**WHAT YOU SHOULD DO**
This exercise asks for the entries to be repeated exactly, without their images.

**ENTRIES PROVIDED**
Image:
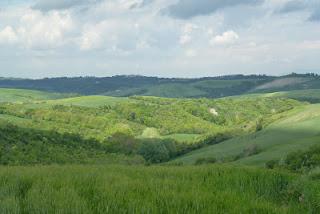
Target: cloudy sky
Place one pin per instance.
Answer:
(171, 38)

**TASK RESULT**
Image:
Target: cloudy sky
Place one pin per instance.
Answer:
(171, 38)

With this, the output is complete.